◆ Instructions to follow
Edit the items below by replacing every "One pin per instance" with "One point per instance", and leave everything else unchanged.

(Location labeling records)
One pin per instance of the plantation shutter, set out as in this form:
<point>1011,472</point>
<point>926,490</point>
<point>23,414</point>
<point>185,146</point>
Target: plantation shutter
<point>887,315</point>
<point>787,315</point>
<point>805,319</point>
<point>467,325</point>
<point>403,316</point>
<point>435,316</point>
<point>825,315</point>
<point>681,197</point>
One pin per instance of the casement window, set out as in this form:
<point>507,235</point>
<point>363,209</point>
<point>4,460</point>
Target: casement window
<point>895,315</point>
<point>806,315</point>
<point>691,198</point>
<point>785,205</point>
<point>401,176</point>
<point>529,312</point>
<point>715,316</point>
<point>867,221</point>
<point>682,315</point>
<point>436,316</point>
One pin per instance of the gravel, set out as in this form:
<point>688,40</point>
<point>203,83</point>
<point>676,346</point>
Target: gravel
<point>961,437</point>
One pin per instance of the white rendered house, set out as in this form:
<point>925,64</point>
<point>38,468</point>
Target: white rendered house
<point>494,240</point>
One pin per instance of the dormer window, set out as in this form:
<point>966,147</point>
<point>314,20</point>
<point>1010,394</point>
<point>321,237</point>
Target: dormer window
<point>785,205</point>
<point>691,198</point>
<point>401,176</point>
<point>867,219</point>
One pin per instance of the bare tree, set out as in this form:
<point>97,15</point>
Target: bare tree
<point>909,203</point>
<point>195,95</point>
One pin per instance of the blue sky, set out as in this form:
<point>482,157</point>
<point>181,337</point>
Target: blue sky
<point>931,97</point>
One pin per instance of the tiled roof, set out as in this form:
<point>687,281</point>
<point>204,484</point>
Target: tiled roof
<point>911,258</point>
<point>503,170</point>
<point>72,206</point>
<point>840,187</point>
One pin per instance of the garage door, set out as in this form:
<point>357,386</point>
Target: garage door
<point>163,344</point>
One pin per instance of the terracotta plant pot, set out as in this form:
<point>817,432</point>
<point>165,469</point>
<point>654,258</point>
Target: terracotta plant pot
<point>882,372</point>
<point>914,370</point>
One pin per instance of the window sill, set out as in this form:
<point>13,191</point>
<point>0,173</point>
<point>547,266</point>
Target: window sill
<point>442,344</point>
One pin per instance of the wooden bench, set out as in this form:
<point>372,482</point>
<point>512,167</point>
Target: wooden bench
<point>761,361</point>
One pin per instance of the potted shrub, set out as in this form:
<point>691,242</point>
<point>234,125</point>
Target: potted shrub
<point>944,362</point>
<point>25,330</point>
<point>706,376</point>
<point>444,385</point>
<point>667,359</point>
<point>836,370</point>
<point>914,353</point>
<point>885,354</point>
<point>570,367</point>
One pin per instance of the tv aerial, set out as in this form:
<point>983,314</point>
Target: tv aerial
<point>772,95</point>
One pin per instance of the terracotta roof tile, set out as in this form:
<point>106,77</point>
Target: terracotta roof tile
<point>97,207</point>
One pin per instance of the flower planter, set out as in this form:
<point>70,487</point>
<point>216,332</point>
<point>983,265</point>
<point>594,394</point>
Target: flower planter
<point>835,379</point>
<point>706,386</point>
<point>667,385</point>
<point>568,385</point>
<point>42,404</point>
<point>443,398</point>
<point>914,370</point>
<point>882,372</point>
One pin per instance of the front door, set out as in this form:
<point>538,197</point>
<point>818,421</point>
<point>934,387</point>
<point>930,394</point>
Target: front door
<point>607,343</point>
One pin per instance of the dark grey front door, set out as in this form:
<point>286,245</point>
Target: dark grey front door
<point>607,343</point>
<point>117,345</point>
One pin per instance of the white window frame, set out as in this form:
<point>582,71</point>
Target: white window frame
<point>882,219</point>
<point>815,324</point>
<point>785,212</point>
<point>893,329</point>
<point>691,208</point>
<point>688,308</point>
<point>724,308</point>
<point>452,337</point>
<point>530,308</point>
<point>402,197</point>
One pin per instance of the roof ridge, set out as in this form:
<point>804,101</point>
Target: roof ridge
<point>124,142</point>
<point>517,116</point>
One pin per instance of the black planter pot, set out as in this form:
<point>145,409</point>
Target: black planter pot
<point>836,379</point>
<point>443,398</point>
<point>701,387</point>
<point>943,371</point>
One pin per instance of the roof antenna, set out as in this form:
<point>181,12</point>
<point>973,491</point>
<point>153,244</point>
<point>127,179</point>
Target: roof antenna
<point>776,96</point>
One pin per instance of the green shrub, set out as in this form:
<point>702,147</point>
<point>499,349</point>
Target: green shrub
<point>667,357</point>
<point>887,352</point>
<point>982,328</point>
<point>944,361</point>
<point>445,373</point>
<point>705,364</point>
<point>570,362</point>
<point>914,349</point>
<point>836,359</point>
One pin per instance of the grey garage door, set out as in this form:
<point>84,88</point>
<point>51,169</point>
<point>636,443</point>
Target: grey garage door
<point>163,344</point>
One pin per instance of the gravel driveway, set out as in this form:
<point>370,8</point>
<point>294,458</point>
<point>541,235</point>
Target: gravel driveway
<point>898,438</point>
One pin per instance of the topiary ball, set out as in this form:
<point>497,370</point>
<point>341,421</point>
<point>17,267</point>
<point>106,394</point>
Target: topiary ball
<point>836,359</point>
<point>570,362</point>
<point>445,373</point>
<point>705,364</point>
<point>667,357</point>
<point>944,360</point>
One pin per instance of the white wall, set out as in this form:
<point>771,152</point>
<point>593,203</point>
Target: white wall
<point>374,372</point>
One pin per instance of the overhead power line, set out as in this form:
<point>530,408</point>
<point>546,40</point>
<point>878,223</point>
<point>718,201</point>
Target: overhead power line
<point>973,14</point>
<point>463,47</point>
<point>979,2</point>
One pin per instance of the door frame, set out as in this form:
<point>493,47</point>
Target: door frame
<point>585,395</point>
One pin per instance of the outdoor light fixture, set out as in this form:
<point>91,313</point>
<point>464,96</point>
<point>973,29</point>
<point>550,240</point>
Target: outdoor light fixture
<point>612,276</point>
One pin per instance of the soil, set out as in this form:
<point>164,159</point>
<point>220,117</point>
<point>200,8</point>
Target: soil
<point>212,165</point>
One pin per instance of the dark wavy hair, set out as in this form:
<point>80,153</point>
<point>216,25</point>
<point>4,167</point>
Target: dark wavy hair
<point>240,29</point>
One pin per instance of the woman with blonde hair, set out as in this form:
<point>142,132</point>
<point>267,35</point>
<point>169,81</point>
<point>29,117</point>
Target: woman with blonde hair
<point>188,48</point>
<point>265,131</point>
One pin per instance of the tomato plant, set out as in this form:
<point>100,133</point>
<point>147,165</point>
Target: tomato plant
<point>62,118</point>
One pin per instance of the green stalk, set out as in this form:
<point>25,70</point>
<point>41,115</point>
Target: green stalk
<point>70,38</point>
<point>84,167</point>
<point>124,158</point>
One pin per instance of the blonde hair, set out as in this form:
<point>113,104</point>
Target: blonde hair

◆ Task response
One point per instance of the plantation shutter, set out as in this form:
<point>1011,472</point>
<point>926,490</point>
<point>23,414</point>
<point>185,146</point>
Target: plantation shutter
<point>887,315</point>
<point>787,315</point>
<point>805,319</point>
<point>467,325</point>
<point>403,316</point>
<point>435,316</point>
<point>825,315</point>
<point>681,197</point>
One point per instance of the casement window, set out as in this form:
<point>507,235</point>
<point>363,209</point>
<point>4,460</point>
Target: casement window
<point>895,315</point>
<point>806,315</point>
<point>691,198</point>
<point>785,205</point>
<point>401,176</point>
<point>529,312</point>
<point>715,316</point>
<point>867,221</point>
<point>682,315</point>
<point>436,316</point>
One point per instance of the gravel, set out as in this form:
<point>688,40</point>
<point>203,83</point>
<point>676,346</point>
Target: gravel
<point>961,437</point>
One point per instance of the white rendered house, set out as in this form:
<point>925,64</point>
<point>38,468</point>
Target: white rendered house
<point>494,240</point>
One point per instance of the dormer window, set out as in this form:
<point>966,147</point>
<point>314,20</point>
<point>1010,394</point>
<point>321,237</point>
Target: dormer window
<point>785,205</point>
<point>691,198</point>
<point>401,176</point>
<point>867,219</point>
One point per instance of the bare tree, set out as in this form:
<point>97,15</point>
Target: bare tree
<point>909,203</point>
<point>195,95</point>
One point per instance of the blue sky, set out as in this form:
<point>482,157</point>
<point>181,337</point>
Target: blue sky
<point>931,97</point>
One point per instance of the tiled roof, set out as in this form:
<point>687,281</point>
<point>204,484</point>
Target: tiled roof
<point>911,258</point>
<point>503,170</point>
<point>72,206</point>
<point>840,187</point>
One point per instance of the garage door, set out as in this form:
<point>357,386</point>
Target: garage door
<point>163,344</point>
One point per instance of the terracotta plant pot, set out as in this form:
<point>817,432</point>
<point>165,469</point>
<point>654,258</point>
Target: terracotta plant pot
<point>882,372</point>
<point>914,370</point>
One point per instance of the window sill, set out as in this form:
<point>13,191</point>
<point>0,173</point>
<point>547,266</point>
Target: window sill
<point>442,344</point>
One point per instance of the wooden bench, set out as in this form:
<point>372,482</point>
<point>512,167</point>
Target: wooden bench
<point>761,361</point>
One point per instance of the potted shrub, set out as in this form:
<point>691,242</point>
<point>234,125</point>
Target: potted shrub
<point>944,362</point>
<point>25,330</point>
<point>706,376</point>
<point>444,385</point>
<point>667,359</point>
<point>836,370</point>
<point>914,353</point>
<point>885,354</point>
<point>570,367</point>
One point per instance of the tv aerial, set out as in this form:
<point>983,314</point>
Target: tv aerial
<point>772,95</point>
One point per instance of the terracotta roof tile, set out as in this form:
<point>106,77</point>
Target: terracotta roof tile
<point>97,207</point>
One point per instance of the flower planter, set out as in this form:
<point>70,487</point>
<point>216,332</point>
<point>983,265</point>
<point>594,394</point>
Target: flower planter
<point>835,379</point>
<point>706,386</point>
<point>667,385</point>
<point>568,385</point>
<point>42,404</point>
<point>443,398</point>
<point>914,370</point>
<point>882,372</point>
One point per instance of the front door, set out as in this form:
<point>538,197</point>
<point>818,421</point>
<point>934,387</point>
<point>930,394</point>
Target: front door
<point>607,343</point>
One point per instance of the dark grey front door, set out as in this form:
<point>286,245</point>
Target: dark grey front door
<point>607,343</point>
<point>117,345</point>
One point per instance of the white window frame, set out as in this form:
<point>582,71</point>
Target: white window frame
<point>882,219</point>
<point>815,324</point>
<point>785,212</point>
<point>893,329</point>
<point>691,208</point>
<point>688,308</point>
<point>724,308</point>
<point>452,337</point>
<point>530,308</point>
<point>402,197</point>
One point per instance of the roof ridge, set out as in this form:
<point>804,101</point>
Target: roof ridge
<point>124,142</point>
<point>517,116</point>
One point per instance of the black planter pot, set out as in this form:
<point>145,409</point>
Target: black planter pot
<point>836,379</point>
<point>443,398</point>
<point>701,387</point>
<point>943,371</point>
One point per instance of the roof antenna, set out as in this form:
<point>181,12</point>
<point>973,491</point>
<point>153,244</point>
<point>127,179</point>
Target: roof antenna
<point>776,96</point>
One point per instance of the green shrub, set out as in this form:
<point>702,147</point>
<point>499,349</point>
Target: green shrub
<point>667,357</point>
<point>887,352</point>
<point>982,328</point>
<point>944,361</point>
<point>445,373</point>
<point>705,364</point>
<point>570,362</point>
<point>914,349</point>
<point>836,359</point>
One point per instance of the grey garage door, set out as in this form:
<point>84,88</point>
<point>51,169</point>
<point>636,443</point>
Target: grey garage door
<point>163,344</point>
One point per instance of the gravel driveway, set out as in this form:
<point>370,8</point>
<point>294,458</point>
<point>541,235</point>
Target: gravel driveway
<point>898,438</point>
One point per instance of the topiary ball, set out as in this form:
<point>497,370</point>
<point>341,421</point>
<point>17,267</point>
<point>106,394</point>
Target: topiary ball
<point>836,359</point>
<point>570,362</point>
<point>445,373</point>
<point>705,364</point>
<point>667,357</point>
<point>944,360</point>
One point per instance of the white wall, set out as in this form:
<point>771,152</point>
<point>593,203</point>
Target: white wall
<point>374,372</point>
One point per instance of the overhead power line, set out as in this form:
<point>530,408</point>
<point>546,40</point>
<point>878,223</point>
<point>718,201</point>
Target: overhead power line
<point>973,14</point>
<point>463,47</point>
<point>979,2</point>
One point per instance of the door frame, set out as in this form:
<point>493,47</point>
Target: door frame
<point>585,395</point>
One point per instance of the outdoor light fixture, set out as in this form:
<point>91,313</point>
<point>464,96</point>
<point>973,29</point>
<point>550,240</point>
Target: outdoor light fixture
<point>612,276</point>
One point per instance of the soil, set out as in this form:
<point>164,159</point>
<point>220,117</point>
<point>200,8</point>
Target: soil
<point>212,165</point>
One point per instance of the dark wavy hair, set out as in this form:
<point>80,153</point>
<point>216,25</point>
<point>4,167</point>
Target: dark wavy hair
<point>240,29</point>
One point per instance of the woman with blonde hair, set out as in this form:
<point>142,132</point>
<point>267,35</point>
<point>169,81</point>
<point>29,117</point>
Target: woman with blonde hair
<point>188,48</point>
<point>265,131</point>
One point per instance of the tomato plant, set out as in this form:
<point>100,133</point>
<point>147,165</point>
Target: tomato plant
<point>62,118</point>
One point per instance of the green stalk, set out as in this form:
<point>25,70</point>
<point>41,115</point>
Target: green stalk
<point>70,38</point>
<point>84,167</point>
<point>124,158</point>
One point per instance of the blonde hair, set out as in this form:
<point>113,104</point>
Target: blonde hair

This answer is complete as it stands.